Work to complete: Copy the material below word for word, from its first line through the line containing "point(330, 218)", including both of those lines, and stop there.
________
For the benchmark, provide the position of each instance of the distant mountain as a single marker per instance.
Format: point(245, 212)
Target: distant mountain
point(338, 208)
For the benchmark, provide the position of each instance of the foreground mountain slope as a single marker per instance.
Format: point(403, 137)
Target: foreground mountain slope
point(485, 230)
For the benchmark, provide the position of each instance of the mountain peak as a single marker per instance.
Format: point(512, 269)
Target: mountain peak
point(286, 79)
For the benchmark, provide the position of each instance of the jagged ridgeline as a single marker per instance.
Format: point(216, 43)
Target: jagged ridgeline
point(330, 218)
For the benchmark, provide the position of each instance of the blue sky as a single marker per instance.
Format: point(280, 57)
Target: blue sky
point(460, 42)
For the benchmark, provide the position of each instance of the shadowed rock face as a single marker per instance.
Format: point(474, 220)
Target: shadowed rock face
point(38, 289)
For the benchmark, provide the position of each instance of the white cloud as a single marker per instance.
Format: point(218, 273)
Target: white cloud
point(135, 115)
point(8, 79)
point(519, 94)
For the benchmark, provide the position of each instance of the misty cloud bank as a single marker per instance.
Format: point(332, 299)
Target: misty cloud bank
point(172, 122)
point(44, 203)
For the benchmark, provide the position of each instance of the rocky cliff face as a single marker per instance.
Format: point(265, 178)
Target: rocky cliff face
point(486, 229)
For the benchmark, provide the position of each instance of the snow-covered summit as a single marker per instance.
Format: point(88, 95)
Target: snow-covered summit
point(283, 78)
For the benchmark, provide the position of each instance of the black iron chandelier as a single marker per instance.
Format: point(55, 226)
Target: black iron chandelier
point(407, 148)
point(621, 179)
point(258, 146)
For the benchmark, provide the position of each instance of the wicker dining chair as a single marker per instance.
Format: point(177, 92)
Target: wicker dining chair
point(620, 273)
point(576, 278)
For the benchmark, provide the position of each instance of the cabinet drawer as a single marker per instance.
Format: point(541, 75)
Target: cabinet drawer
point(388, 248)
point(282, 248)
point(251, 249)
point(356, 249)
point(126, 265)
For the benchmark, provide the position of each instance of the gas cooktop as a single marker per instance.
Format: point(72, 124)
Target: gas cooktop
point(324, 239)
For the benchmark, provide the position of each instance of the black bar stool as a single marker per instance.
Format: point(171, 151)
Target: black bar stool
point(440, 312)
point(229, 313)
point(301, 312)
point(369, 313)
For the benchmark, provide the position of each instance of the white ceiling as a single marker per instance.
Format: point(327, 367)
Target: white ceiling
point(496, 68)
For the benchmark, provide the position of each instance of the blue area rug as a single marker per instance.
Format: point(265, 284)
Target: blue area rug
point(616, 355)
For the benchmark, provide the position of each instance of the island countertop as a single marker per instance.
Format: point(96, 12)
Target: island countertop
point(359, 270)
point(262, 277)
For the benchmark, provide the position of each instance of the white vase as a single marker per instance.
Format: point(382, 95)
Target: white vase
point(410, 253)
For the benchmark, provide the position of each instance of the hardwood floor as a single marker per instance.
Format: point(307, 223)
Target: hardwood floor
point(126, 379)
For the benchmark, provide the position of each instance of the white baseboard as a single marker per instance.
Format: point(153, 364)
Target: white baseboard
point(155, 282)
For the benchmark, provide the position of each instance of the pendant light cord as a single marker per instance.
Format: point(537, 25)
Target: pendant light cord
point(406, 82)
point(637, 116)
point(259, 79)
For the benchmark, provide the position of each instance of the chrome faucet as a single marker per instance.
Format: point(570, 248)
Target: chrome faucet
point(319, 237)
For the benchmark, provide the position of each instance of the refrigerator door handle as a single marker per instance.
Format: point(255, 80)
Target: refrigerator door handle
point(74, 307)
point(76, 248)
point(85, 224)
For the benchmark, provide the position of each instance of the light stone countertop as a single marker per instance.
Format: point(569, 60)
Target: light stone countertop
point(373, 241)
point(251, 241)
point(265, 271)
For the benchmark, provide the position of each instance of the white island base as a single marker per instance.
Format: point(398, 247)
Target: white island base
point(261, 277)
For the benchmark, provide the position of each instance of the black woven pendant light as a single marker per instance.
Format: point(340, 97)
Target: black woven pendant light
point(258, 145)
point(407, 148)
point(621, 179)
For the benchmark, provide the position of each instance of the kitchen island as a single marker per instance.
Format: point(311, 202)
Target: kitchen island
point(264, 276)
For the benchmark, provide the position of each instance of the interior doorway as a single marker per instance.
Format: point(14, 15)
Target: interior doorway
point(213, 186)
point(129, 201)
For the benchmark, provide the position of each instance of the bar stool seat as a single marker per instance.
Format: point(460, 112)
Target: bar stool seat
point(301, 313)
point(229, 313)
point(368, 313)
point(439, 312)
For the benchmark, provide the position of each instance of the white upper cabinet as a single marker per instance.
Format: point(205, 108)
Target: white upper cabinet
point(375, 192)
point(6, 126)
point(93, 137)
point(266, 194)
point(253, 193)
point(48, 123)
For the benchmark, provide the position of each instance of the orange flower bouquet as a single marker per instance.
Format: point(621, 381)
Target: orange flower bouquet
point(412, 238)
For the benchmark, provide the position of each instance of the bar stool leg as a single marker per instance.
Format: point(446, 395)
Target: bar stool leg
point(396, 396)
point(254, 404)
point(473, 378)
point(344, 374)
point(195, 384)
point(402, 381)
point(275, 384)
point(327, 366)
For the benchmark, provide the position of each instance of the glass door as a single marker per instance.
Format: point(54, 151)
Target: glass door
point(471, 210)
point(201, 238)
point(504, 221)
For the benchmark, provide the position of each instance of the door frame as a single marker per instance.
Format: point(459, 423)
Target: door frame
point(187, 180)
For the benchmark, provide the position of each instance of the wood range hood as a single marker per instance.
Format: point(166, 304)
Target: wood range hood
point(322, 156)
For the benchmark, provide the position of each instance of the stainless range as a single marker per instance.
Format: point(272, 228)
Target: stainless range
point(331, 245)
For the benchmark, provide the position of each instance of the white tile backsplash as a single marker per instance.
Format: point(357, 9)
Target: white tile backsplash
________
Finished answer:
For the benchmark, provide the position of each instance of the distant mountain as a single marker per instance.
Format: point(245, 212)
Target: distant mountain
point(338, 208)
For the benchmark, provide the position of each instance of the foreground mountain slope as a single marker per instance.
Format: point(403, 137)
Target: foreground mountain slope
point(485, 230)
For the benchmark, provide the position of each instance of the mountain peak as a single marker per instance.
Format: point(512, 269)
Target: mountain peak
point(286, 79)
For the benchmark, provide the position of each instance of the jagged ridgeline as a single marker per instance.
Format: point(216, 43)
Target: jagged ridgeline
point(330, 218)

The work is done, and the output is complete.